Reproduce the listing below verbatim, beginning with the line that contains "Can you find the window" and continuing through the end of the listing. Leave the pictures out.
──────────────────────────────
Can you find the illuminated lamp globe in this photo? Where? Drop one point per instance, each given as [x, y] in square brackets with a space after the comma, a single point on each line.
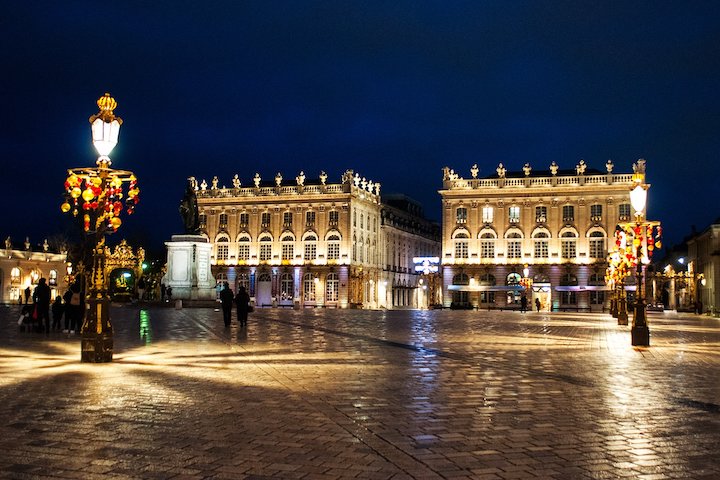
[638, 198]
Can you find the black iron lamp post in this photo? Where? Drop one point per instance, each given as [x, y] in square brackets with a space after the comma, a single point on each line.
[98, 195]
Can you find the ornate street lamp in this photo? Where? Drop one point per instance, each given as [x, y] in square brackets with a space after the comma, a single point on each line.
[646, 236]
[97, 196]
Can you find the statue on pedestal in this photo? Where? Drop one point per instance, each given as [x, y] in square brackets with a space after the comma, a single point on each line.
[189, 210]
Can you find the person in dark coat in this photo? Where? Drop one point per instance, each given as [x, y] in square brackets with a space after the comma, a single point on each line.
[242, 302]
[226, 298]
[57, 310]
[41, 298]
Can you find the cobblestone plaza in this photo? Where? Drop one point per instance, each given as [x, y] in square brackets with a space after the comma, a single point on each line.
[334, 394]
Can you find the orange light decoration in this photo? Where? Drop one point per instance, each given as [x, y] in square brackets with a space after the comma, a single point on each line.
[97, 192]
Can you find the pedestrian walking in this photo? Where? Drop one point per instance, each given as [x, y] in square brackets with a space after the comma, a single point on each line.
[57, 310]
[226, 298]
[41, 298]
[242, 303]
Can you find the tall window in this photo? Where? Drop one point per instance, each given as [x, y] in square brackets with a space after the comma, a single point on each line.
[265, 220]
[597, 245]
[309, 219]
[286, 286]
[514, 215]
[265, 247]
[332, 284]
[541, 245]
[310, 247]
[309, 287]
[568, 245]
[624, 212]
[461, 245]
[541, 214]
[333, 247]
[244, 248]
[487, 245]
[488, 214]
[223, 248]
[288, 247]
[514, 241]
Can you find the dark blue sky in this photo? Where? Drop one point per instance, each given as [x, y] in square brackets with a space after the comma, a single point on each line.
[395, 90]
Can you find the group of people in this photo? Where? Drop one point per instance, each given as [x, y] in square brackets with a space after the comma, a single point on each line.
[242, 303]
[69, 307]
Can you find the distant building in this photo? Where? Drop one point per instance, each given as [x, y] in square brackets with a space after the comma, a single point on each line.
[310, 243]
[704, 264]
[554, 223]
[22, 268]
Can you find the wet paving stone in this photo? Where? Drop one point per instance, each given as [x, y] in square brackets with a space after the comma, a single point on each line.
[335, 394]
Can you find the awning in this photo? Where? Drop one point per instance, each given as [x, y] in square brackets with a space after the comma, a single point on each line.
[486, 288]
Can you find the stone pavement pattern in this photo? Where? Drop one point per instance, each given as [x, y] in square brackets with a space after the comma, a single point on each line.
[335, 394]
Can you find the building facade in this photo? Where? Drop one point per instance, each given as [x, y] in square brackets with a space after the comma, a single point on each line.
[704, 267]
[541, 235]
[298, 243]
[22, 268]
[406, 237]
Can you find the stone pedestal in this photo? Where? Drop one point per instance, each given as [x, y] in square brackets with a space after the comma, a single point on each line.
[188, 268]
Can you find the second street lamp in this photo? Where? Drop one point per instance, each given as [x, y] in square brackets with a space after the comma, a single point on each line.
[96, 195]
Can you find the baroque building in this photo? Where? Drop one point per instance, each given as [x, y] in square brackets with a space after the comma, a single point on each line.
[542, 235]
[22, 268]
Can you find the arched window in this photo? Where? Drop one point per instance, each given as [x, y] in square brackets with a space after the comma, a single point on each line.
[596, 244]
[540, 241]
[333, 246]
[265, 247]
[309, 287]
[487, 245]
[244, 246]
[286, 286]
[223, 248]
[310, 240]
[568, 244]
[288, 247]
[332, 284]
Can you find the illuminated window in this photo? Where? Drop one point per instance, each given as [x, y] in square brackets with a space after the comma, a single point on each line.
[514, 215]
[487, 245]
[309, 287]
[541, 245]
[568, 245]
[332, 284]
[288, 247]
[597, 245]
[488, 214]
[541, 214]
[514, 247]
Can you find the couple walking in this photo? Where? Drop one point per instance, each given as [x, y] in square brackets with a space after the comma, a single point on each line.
[242, 302]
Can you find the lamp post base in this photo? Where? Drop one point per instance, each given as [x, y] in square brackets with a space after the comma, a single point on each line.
[640, 336]
[96, 336]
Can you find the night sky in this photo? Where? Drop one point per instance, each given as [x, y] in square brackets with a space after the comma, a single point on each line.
[394, 90]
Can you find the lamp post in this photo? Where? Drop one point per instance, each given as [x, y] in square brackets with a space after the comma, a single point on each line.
[646, 235]
[96, 195]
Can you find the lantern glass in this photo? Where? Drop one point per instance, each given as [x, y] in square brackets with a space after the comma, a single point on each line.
[638, 199]
[105, 135]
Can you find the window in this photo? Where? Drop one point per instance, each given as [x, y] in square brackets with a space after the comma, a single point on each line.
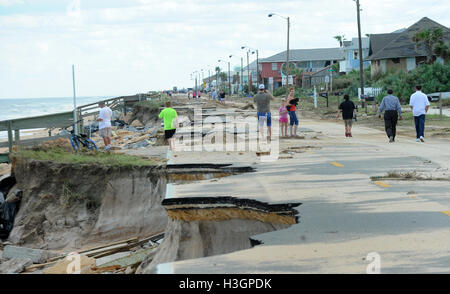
[302, 64]
[318, 64]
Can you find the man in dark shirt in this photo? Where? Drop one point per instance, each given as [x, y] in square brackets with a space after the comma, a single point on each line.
[348, 110]
[262, 101]
[392, 111]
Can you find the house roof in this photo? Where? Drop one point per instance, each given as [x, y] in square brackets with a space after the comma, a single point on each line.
[354, 44]
[308, 55]
[379, 41]
[401, 45]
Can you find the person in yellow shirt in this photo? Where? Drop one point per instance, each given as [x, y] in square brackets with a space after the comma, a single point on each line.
[170, 117]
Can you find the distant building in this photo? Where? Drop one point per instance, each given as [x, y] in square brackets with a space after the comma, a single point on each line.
[397, 51]
[351, 53]
[306, 60]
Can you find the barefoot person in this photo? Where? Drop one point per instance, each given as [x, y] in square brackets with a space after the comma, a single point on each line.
──────────────────────────────
*WORKED SOLUTION*.
Can you find the window in this photo? Where? Drop one point per instance, each given as [x, y] in square brackets with a space after the comma, a single point on each line.
[302, 64]
[318, 64]
Can you find the man in dark shirt in this photo? Where? Drop one point per instance, each given as [x, y] in square brackets with a space after the comma, a single point on each line.
[348, 110]
[262, 101]
[392, 111]
Can you find the house roof in this photo? Where? Drop one point per instance, each given as [x, y] in square brackets with a space after the comma, a single point on each line.
[354, 44]
[308, 55]
[379, 41]
[401, 45]
Can you find the person in yellow shirt in this photo? Where? Drop one point per instance, each given as [x, y] in square brackets with a space after the comma, a single point on each line.
[170, 117]
Can you find the distant building in this photo? Where? Drop one point per instance, each given as [x, y] in square brackets with a space after the comma, a single point on each line.
[397, 51]
[351, 53]
[306, 60]
Can you find the barefoot person in this photo? Where? Drop one point per instance, each given as [x, y] in square brackets with a space after the comma, a single point on each line.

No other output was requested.